:: Exercise instructions ::
All entries must come back exactly as given, with no pictures in the copy.

:: Exercise material ::
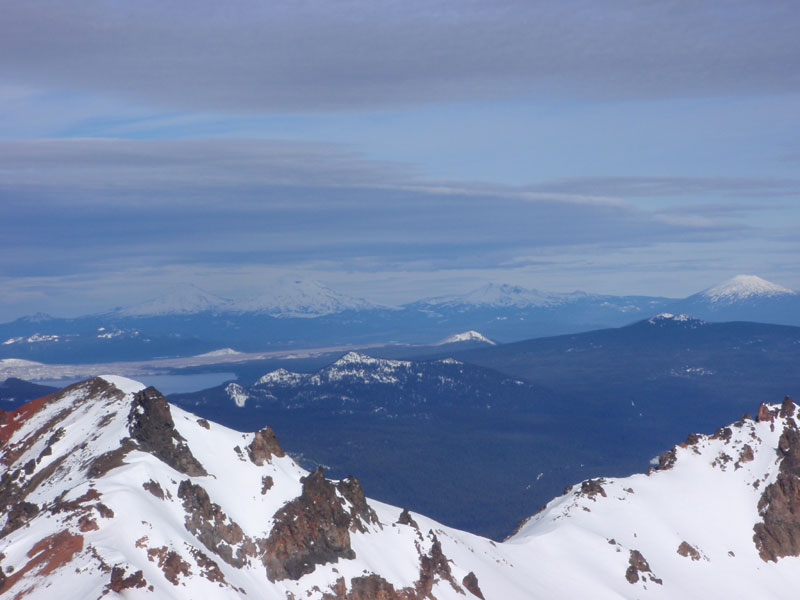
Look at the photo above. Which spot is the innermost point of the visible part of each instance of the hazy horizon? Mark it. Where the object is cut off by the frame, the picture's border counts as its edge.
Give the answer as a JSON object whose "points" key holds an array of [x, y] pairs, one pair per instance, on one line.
{"points": [[395, 151]]}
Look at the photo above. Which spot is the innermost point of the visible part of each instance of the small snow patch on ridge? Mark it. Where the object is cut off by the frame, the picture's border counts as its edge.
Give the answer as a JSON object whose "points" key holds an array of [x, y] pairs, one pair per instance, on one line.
{"points": [[466, 336], [665, 318], [220, 352]]}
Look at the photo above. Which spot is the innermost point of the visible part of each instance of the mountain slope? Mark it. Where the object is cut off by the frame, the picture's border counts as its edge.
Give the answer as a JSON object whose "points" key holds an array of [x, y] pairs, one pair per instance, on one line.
{"points": [[108, 489], [743, 298]]}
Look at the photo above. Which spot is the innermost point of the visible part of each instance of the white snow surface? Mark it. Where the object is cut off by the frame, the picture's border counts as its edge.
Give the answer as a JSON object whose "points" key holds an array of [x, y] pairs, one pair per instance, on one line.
{"points": [[744, 287], [183, 299], [220, 352], [299, 298], [499, 295], [577, 547], [466, 336], [353, 366]]}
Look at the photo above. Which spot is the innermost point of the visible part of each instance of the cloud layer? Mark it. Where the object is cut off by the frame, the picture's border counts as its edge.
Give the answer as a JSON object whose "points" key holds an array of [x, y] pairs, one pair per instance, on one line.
{"points": [[312, 55]]}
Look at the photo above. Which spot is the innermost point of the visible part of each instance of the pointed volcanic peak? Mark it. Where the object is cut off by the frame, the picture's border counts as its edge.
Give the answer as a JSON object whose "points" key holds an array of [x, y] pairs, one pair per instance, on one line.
{"points": [[302, 299], [494, 295], [743, 298], [179, 300], [744, 288], [466, 337]]}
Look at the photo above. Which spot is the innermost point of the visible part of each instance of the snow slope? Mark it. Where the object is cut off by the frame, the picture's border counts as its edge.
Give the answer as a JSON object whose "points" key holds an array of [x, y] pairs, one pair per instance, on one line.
{"points": [[106, 488], [466, 336]]}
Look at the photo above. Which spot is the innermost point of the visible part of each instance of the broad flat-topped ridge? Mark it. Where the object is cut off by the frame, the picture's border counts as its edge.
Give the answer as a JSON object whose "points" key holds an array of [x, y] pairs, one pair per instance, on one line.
{"points": [[107, 488]]}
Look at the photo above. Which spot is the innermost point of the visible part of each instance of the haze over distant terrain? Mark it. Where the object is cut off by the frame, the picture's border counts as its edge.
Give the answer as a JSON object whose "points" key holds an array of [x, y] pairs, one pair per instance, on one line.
{"points": [[394, 151]]}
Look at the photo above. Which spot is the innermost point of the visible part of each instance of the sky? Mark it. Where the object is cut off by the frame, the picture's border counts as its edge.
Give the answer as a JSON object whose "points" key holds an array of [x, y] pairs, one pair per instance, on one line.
{"points": [[394, 150]]}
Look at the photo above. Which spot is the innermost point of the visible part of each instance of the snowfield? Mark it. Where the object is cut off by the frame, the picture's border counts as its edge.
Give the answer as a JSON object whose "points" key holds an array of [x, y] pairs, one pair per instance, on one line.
{"points": [[106, 489]]}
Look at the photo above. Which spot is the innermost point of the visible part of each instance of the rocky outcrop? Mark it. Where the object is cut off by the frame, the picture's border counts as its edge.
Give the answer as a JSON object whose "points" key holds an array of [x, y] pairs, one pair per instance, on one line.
{"points": [[431, 566], [778, 534], [787, 408], [264, 446], [689, 551], [20, 513], [314, 528], [470, 582], [209, 524], [764, 414], [151, 426], [406, 519], [639, 569], [120, 582], [592, 487]]}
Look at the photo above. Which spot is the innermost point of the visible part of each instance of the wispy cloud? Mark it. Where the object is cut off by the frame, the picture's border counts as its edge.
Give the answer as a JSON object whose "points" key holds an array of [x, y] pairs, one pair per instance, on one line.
{"points": [[311, 55]]}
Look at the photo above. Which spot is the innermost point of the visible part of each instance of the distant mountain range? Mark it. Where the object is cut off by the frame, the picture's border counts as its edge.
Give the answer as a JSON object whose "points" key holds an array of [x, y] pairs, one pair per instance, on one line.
{"points": [[189, 321], [108, 490], [544, 411]]}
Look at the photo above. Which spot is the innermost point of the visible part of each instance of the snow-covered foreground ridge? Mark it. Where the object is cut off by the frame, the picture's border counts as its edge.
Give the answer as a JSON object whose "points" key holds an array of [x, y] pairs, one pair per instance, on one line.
{"points": [[107, 490]]}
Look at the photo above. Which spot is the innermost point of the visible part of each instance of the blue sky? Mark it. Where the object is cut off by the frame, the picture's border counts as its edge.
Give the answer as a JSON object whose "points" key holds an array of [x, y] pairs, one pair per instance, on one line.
{"points": [[394, 150]]}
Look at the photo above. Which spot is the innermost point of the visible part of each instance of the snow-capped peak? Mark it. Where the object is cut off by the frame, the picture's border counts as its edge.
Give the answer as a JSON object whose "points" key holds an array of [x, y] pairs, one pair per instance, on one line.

:: Your response ::
Look at the photo above. Which spot is the innermost point of the visible part of each instance of the hazy horizon? Mark it. Where the object is cut off by the frame, the picture's border counts as its edge.
Give the answer as a JSON object whose "points" key holds an array of [x, y] pairs, one pair per instance, on one line.
{"points": [[395, 151]]}
Look at the photo above. Which spot is the innermost point of the visible part of each instance of the small snow patch on ridge? Mark it. Where the object is cut off by the frame, the picture's border counts as its edge.
Give the answer as a JSON object whose "points" key holds an array of [x, y] pairs, one pair per instance, on one line.
{"points": [[466, 336], [665, 318], [220, 352]]}
Look at the photo above. Which spot is the innermost point of the visible part of each instance of the mountain slope? Mark it. Where the object is cut off by the frame, the picture's border counts as its edge.
Give the answer as a JSON object whose "points" key holds an array of [x, y] pairs, one pair per instance, on one line.
{"points": [[108, 489], [743, 298]]}
Look at the photo above. Which spot is the innermost point of the visible part of each instance of the white snow surface? Mark it. Where the object is cut off by the frame, the picture's border counts as its edge.
Give the answer as a JSON object whose "points" key holds an array of [x, y] pairs, one pair per instance, on one line.
{"points": [[744, 287], [183, 299], [220, 352], [299, 298], [499, 295], [577, 547], [466, 336], [353, 366]]}
Look at the photo above. Which spot is the innermost point of the visible part of each instance of the cloud layer? Mark it. Where the object is cut off by the frame, the picture's border counts as its edge.
Give the answer as a JSON object whose "points" key holds an array of [x, y] pairs, one pair per instance, on one line.
{"points": [[312, 55]]}
Look at the photo above. Which spot is the innermost point of the visible part of each instance of the pointed volcanic peak? Mark it. Where the object is cut off by the frame, the picture's border counts as its edge.
Give the answer as a JSON object whose "points" key holds an array of [x, y] pairs, one pair per instance, on one line.
{"points": [[302, 299], [494, 295], [743, 298], [179, 300], [744, 288], [466, 337]]}
Look at the photo above. Which spot is the innermost point of the visible part of each instance of the snow slope? Mark it. Where the object is cut off by the frame, the picture's border counts as its edge.
Give the answer as a JSON object whose "points" key holds an array of [x, y] pairs, one pair per instance, on one line.
{"points": [[106, 488], [466, 336]]}
Look at the photo above. Which spot is the innermost point of the visible part of each instance of the broad flat-topped ridge? Mark it. Where the object is cut off by the frame, the picture's border counts as its edge.
Give the answer as a JSON object whose "points" key holds an array of [x, y] pairs, one pair per instance, on one line.
{"points": [[107, 488]]}
Look at the photo above. Which spot is the innermost point of the visible part of each instance of the haze over distant terrain? Mark it. Where the object is cut off by the frame, the picture's border counts as its edge.
Give the answer as a JSON object whose "points" key holds an array of [x, y] pairs, one pair per instance, on one line.
{"points": [[394, 151]]}
Look at the photo above. Which spot is the innermost point of the visible part of each instance of the sky? Mark it. Where the object is cut off by the frame, the picture's border counts as its edge.
Give the answer as a JSON object whose "points" key holds an array of [x, y] pairs, one pair per instance, on one line.
{"points": [[394, 150]]}
Look at the photo above. Which spot is the innermost point of the visible part of each instance of the snowfield? Mark it. Where the object is cut off by the frame, the picture's border counts as its edge.
Give the answer as a JSON object whose "points" key holds an array of [x, y] pairs, one pair per instance, on one line.
{"points": [[106, 489]]}
Look at the photo above. Which spot is the innermost point of the visible part of each instance of the rocky outcrop? Mark it. Where the object is cut off by the frame, the picture's border counts as its edge.
Give the answer as a JSON object whose "points" key holds an array of [x, y] pairs, one pair per instance, on one line.
{"points": [[431, 566], [778, 534], [787, 408], [264, 446], [689, 551], [20, 513], [314, 528], [470, 582], [209, 524], [764, 414], [151, 426], [406, 519], [639, 569], [120, 582], [592, 487]]}
Look at the photo above. Which spot is the innermost point of the visible part of each instance of the wispy cloud? Mark it. Where the object is cut off by the frame, the picture's border counts as its edge.
Give the answer as a JSON object whose "points" key holds an array of [x, y] pairs, one pair per instance, on one line.
{"points": [[311, 55]]}
Look at the photo above. Which spot is the innermost point of the visible part of each instance of the distant mountain range? Mark it. Where the object is cut off by the frame, the picture's border counts as its edge.
Give the answer as a JSON object whose "points" key holds an array of [x, y] pairs, one pair per instance, on one line.
{"points": [[189, 321], [108, 490], [544, 411]]}
Look at the photo above. Which spot is the innermost point of the visible part of each instance of the snow-covered foreground ridge? Mark it. Where the object is cut off by the frame, the picture's border counts as its edge.
Give the answer as a JSON object whose "points" key holds an array of [x, y] pairs, one pair per instance, on one line.
{"points": [[107, 490]]}
Look at the photo above. Which spot is the innermost point of the visible part of each instance of the blue sky? Mark it. Where the object is cut off by the frame, the picture's border counts as its edge.
Give the answer as a JSON object whose "points" key holds an array of [x, y] pairs, one pair per instance, on one line.
{"points": [[394, 150]]}
Look at the photo above. Which spot is the innermost point of the visible part of each instance of the snow-capped peak? Mark it. Where the object is cut off by the frame, the picture's border counts as its edge.
Give the answer as a JSON object whose "points" key holds an array of [x, y] pairs, one pair per instance, on one line.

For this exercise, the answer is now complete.